- Instruction:
Reproduce the following lines verbatim, keeping every character, bracket, and numeric value unchanged.

- Data provided:
** START **
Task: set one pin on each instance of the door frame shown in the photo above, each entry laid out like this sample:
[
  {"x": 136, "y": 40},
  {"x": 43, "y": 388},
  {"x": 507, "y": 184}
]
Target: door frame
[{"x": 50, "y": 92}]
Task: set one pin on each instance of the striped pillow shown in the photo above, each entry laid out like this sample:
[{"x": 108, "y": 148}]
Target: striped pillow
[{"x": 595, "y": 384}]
** END **
- Correct output:
Task: set one pin on each instance of the door frame shown in the photo above, each entry laid out like this sample:
[
  {"x": 136, "y": 40},
  {"x": 43, "y": 388},
  {"x": 507, "y": 184}
]
Target: door frame
[{"x": 50, "y": 92}]
Task: set one pin on each instance of the striped pillow shown in the photo above, each entry laid out like this sample:
[{"x": 108, "y": 148}]
Target: striped pillow
[{"x": 595, "y": 384}]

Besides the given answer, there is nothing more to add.